## BEGIN ARTICLE
Most people who have done the smallest amount of research on organic SEO know all the basic mantras and their importance. You will likely know that content is king and that you should use relevant keywords in moderation, build links with respected websites and that meta- data is becoming less important.
But it’s often the tiny details of your website that can make that pivotal difference between being above or below that precious fold. We look at some of these slight search engine quirks below.
Keep Your Path Names Simple
Do not use capital letter, special character (%, &, $, etc.) or spaces in any of your subpage names. While search engines don’t directly have a problem with it, many of the content management systems of websites linking to you might encode them differently, essentially taking away any of their SEO value.
Also some CMS’s and analytics tools will have problems reading pages that have mixed cases and symbols, resulting in the data you get back from them being flawed.
## END ARTICLE
## BEGIN EXCERPTED DATA
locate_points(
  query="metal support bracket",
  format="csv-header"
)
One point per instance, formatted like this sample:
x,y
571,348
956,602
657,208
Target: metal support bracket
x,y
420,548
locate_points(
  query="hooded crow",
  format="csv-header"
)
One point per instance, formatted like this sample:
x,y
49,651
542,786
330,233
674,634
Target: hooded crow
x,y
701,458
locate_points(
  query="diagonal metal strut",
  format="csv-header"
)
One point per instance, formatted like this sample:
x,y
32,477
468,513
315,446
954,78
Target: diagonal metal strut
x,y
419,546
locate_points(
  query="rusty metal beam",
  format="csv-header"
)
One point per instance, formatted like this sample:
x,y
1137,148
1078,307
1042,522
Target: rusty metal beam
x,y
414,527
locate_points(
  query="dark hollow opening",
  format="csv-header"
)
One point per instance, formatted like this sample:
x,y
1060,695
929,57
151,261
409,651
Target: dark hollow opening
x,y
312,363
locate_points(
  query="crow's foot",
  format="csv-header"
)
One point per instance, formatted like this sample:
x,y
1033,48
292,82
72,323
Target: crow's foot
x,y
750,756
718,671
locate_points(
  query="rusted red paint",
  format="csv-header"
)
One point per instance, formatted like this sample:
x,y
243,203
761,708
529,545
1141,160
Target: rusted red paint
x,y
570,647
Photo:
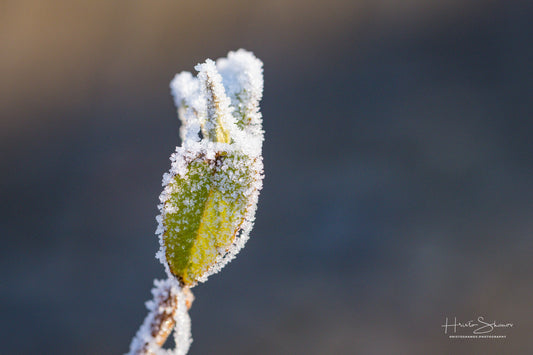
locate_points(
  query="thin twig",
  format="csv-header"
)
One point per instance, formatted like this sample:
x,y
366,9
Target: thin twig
x,y
161,319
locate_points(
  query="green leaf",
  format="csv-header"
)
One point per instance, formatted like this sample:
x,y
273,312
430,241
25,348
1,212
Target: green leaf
x,y
204,211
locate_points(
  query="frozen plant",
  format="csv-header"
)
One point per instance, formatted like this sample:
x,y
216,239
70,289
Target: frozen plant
x,y
209,198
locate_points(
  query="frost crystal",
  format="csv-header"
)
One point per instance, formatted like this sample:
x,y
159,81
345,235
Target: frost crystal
x,y
207,207
210,193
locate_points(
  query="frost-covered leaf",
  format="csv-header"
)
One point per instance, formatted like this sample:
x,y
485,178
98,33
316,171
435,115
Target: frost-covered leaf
x,y
210,196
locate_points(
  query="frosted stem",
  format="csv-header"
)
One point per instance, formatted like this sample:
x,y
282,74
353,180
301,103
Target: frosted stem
x,y
164,310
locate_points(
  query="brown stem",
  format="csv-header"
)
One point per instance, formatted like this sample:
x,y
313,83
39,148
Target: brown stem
x,y
161,320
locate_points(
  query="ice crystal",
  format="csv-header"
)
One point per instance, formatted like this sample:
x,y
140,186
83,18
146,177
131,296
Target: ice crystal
x,y
207,207
210,193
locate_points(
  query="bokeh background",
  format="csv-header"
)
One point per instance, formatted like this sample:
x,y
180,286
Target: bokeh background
x,y
398,161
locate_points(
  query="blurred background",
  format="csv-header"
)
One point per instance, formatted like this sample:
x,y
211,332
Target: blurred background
x,y
398,162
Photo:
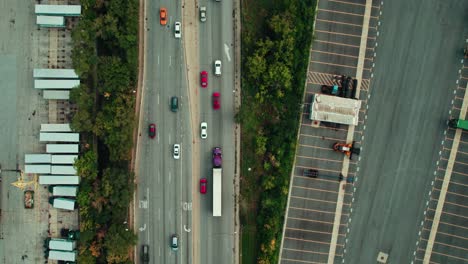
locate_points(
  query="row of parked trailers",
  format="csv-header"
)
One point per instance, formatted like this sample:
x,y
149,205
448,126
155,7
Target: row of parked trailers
x,y
55,83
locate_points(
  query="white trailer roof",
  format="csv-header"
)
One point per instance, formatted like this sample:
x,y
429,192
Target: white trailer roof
x,y
62,244
59,137
55,128
335,109
56,95
217,191
37,169
54,73
63,159
56,84
64,203
62,169
64,191
50,21
62,255
37,158
63,10
62,148
59,180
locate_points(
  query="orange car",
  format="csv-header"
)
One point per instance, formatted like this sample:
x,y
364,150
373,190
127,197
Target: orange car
x,y
163,16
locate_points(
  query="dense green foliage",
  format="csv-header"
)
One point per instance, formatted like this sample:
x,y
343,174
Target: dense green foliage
x,y
104,54
275,59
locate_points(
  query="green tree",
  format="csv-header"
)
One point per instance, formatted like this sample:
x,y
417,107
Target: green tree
x,y
87,166
117,243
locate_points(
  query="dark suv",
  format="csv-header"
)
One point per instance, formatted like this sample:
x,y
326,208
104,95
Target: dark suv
x,y
174,103
145,254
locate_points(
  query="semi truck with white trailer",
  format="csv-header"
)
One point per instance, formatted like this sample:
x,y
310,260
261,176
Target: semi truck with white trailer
x,y
56,84
50,21
58,10
59,137
55,74
60,244
62,255
63,159
55,128
63,169
63,203
37,158
64,191
59,180
217,181
62,148
35,168
56,95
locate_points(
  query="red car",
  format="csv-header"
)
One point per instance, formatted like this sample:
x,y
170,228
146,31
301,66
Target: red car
x,y
163,16
216,102
203,182
152,130
204,79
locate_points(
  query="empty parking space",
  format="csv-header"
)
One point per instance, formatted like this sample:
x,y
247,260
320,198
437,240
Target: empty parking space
x,y
450,244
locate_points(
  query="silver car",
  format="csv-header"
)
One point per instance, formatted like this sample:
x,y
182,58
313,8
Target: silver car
x,y
177,30
203,130
217,65
176,151
203,13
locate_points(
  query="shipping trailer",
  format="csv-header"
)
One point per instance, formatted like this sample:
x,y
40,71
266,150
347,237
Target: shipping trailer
x,y
37,158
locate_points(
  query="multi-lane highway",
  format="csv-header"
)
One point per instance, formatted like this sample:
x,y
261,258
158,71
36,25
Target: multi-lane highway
x,y
168,200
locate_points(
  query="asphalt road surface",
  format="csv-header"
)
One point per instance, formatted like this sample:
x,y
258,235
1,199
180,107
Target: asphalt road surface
x,y
216,39
417,61
164,197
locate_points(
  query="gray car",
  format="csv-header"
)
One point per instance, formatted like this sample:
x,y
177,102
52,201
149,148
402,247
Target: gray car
x,y
203,13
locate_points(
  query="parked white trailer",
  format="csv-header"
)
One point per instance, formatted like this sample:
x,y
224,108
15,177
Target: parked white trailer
x,y
58,10
56,95
62,169
56,84
66,191
55,128
37,158
37,168
59,180
62,244
62,148
62,255
59,137
50,21
63,203
217,191
55,74
64,159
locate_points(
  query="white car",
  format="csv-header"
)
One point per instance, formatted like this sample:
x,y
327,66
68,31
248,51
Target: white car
x,y
177,30
203,130
176,152
217,67
203,13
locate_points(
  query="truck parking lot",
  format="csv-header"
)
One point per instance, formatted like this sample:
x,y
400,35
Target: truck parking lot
x,y
313,201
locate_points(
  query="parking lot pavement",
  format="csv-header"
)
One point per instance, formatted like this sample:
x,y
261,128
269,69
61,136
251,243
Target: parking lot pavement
x,y
313,201
450,244
24,110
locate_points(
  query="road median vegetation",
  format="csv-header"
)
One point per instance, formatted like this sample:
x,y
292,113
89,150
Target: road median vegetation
x,y
276,39
105,48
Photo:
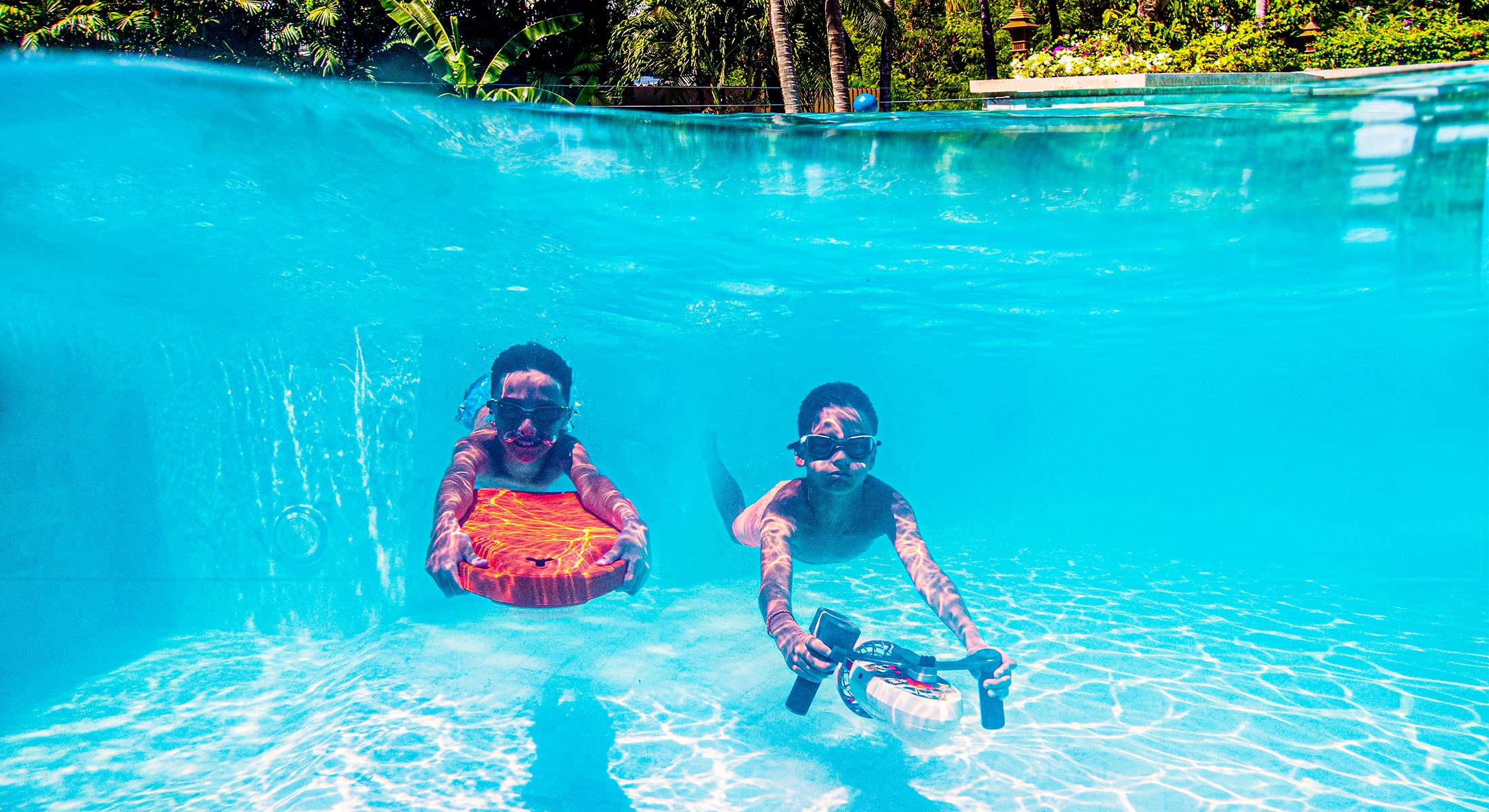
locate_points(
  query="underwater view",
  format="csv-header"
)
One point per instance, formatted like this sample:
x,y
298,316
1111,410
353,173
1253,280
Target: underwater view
## END EXCERPTED DATA
## [PROBLEM SET]
**a.** Answer these questions from the SEO article above, one line each:
(i) What do the basic mantras of organic SEO hold to be king?
(ii) What should be left out of subpage names?
(iii) What can happen when some CMSs and analytics tools read pages with mixed cases and symbols?
**b.** Continue the article on small SEO details from the end of its last paragraph.

## [ANSWERS TO THE EXERCISES]
**a.**
(i) Content.
(ii) Capital letters, special characters such as %, &, and $, and spaces.
(iii) They may have trouble reading those pages, so the data they return is flawed.

**b.**
Avoid an All Flash Website
Search engines have made great strides in being able to read content embedded in flash animation, but the practice is still rife with problems. Also, many mobile browsers aren’t compatible with Flash, which could limit your market.
Rather just use Flash related animation to place multimedia in your website and keep the rest as regular HTML content.
Ensure Visible Text Matches the Markup
Google takes a very hard line on cloaking, even on websites that claim it to be white-hat cloaking. Cloaking is when the content seen on the website by human visitors is different from that submitted to webcrawlers. Spammers use this method to impractically optimise their site, while still seeming readable to visitors.
If the HTML markkup is different from visible text, it’s a big red flag for search engines. Even if it’s done innocently, as is sometimes the case with product catalogues.
Use Piping Instead of Dashes in Titles
As mentioned earlier in the article, search engines view dashes (-) as a space between two words. So if you include a dash to separate the keywords in your meta-titles, webcrawlers will just see it as one big long keyword, diluting your relevance for those keywords.
Rather use piping (|) in your titles, as this will effectively separate the keywords. It’s also seen as a web-industry standard, so your website will look more professional.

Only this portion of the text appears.